● Excerpted data
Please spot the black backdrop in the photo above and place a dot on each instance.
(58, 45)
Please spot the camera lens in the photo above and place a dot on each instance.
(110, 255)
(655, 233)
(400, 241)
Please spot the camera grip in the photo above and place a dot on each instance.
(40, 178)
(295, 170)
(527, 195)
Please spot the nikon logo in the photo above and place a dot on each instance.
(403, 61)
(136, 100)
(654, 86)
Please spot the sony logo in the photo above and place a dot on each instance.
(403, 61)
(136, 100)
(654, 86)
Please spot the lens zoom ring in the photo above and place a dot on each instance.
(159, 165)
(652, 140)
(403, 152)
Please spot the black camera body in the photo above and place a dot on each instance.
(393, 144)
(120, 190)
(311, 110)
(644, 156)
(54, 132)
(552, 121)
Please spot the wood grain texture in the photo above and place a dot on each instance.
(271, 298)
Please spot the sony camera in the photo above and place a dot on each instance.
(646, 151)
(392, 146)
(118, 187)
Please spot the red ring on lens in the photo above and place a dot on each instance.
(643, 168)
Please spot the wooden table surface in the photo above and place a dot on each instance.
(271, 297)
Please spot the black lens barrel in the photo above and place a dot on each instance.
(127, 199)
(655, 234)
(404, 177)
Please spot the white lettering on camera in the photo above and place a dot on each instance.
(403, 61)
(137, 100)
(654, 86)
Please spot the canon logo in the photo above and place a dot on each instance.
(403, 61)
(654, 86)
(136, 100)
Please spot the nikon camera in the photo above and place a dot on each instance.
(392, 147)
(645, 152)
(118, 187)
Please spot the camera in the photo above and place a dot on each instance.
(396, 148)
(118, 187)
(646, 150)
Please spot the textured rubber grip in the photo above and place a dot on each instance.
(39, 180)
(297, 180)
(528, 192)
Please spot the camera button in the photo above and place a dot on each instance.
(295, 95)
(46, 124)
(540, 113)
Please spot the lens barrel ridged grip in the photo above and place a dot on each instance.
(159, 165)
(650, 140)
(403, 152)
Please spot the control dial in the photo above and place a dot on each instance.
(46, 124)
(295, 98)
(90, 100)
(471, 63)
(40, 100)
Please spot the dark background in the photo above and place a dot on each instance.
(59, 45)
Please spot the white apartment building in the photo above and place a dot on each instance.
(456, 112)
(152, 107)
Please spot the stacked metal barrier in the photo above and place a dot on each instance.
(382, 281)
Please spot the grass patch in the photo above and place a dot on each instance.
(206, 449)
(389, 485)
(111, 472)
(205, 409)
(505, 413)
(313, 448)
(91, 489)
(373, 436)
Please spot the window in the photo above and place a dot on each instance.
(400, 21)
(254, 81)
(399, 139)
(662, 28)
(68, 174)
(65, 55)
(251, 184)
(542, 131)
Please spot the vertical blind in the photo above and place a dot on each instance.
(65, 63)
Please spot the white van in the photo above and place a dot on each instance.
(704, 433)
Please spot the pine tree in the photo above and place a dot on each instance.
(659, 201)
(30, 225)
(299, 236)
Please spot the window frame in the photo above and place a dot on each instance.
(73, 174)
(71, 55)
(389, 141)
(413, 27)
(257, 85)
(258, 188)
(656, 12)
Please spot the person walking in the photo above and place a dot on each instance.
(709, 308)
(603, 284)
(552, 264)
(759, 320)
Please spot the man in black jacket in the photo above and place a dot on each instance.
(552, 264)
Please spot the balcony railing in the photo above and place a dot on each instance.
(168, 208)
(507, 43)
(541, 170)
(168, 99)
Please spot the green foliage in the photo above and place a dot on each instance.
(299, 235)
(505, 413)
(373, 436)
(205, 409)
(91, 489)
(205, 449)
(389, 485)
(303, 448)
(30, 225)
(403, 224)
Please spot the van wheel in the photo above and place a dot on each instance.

● Problem details
Write out the records above again, keeping each one identical to the original.

● Exercise answer
Please spot the black backdrop in the photo above and place a dot on each instance.
(58, 45)
Please spot the camera lens in the photo above and place a dot on each instance.
(110, 255)
(655, 233)
(400, 241)
Please spot the camera grip in the photo above and place a dot on each instance.
(40, 178)
(295, 170)
(527, 195)
Please spot the nikon logo in the photo above and place a dot on each instance.
(403, 61)
(136, 100)
(654, 86)
Please spot the sony logo in the photo above and place a dot on each instance.
(403, 61)
(136, 100)
(654, 86)
Please spot the lens zoom ring in the photo above and place a dot on each instance.
(159, 165)
(652, 140)
(403, 152)
Please spot the black camera body in the photo above and place a dot on each instance.
(393, 144)
(120, 190)
(311, 110)
(644, 156)
(54, 132)
(552, 121)
Please spot the wood grain texture in the photo above and place a dot on each instance.
(271, 298)
Please spot the sony camera in the photo above and place a dot on each instance.
(646, 151)
(392, 146)
(118, 187)
Please spot the red ring on lens in the photo above and place a dot on each instance.
(643, 168)
Please spot the wooden table surface in the photo above and place a dot on each instance.
(271, 297)
Please spot the black lens barrel in the photo above and place a dot on each instance.
(127, 199)
(655, 234)
(404, 177)
Please spot the white lettering on camera in the photo above and place a dot on each instance.
(403, 61)
(137, 100)
(654, 86)
Please spot the canon logo in the photo above and place a dot on each instance.
(403, 61)
(654, 86)
(136, 100)
Please spot the nikon camera in the photo above and place a dot on each instance.
(392, 147)
(645, 152)
(118, 187)
Please spot the camera in the photo above and place a dot on each instance.
(396, 148)
(118, 187)
(646, 150)
Please spot the textured rubber grip in the photo above and place a dot on each instance.
(39, 180)
(297, 180)
(528, 192)
Please spot the camera button in the photo above and place a dot on each instance.
(295, 95)
(46, 124)
(540, 113)
Please spot the lens barrel ridged grip in the photo above and place a dot on each instance.
(159, 165)
(650, 140)
(403, 152)
Please spot the control dial in the photo above and place a dot on each instance.
(46, 124)
(295, 98)
(90, 100)
(471, 63)
(40, 100)
Please spot the dark background in the photo above and place a dot on each instance.
(59, 45)
Please spot the white apartment building in the photo above and place a dot on each instance.
(456, 112)
(152, 107)
Please spot the stacked metal barrier in the photo above and place a dot on each instance.
(382, 281)
Please spot the grass patch in the photo above and place a dot on each instance.
(206, 449)
(389, 485)
(111, 472)
(205, 409)
(505, 413)
(313, 448)
(91, 489)
(373, 436)
Please spot the window in the photo above and place a dot on each instance.
(400, 21)
(254, 81)
(399, 139)
(662, 28)
(68, 174)
(65, 55)
(251, 184)
(542, 131)
Please spot the vertical blind in the photo above and place a dot on each instance.
(65, 63)
Please spot the white van in the photo above and place a dot on each instance.
(704, 433)
Please spot the pine tree in the photo above and place a dot on each instance.
(659, 201)
(30, 225)
(299, 236)
Please spot the window frame in the photo above and place a dot on each instance.
(73, 174)
(71, 55)
(389, 141)
(413, 27)
(257, 85)
(258, 188)
(656, 12)
Please spot the person walking in the photo above and place a dot on each instance.
(709, 308)
(603, 284)
(552, 264)
(759, 320)
Please spot the man in black jacket in the photo above and place a dot on each instance.
(552, 264)
Please spot the balcony railing in the photo above and place a dot on each instance.
(168, 208)
(507, 43)
(541, 170)
(168, 99)
Please spot the green foliage in the photo above and place a dot on each instance.
(299, 235)
(505, 413)
(373, 436)
(205, 409)
(91, 489)
(205, 449)
(389, 485)
(303, 448)
(30, 225)
(403, 224)
Please spot the van wheel in the photo above and place a dot on each instance.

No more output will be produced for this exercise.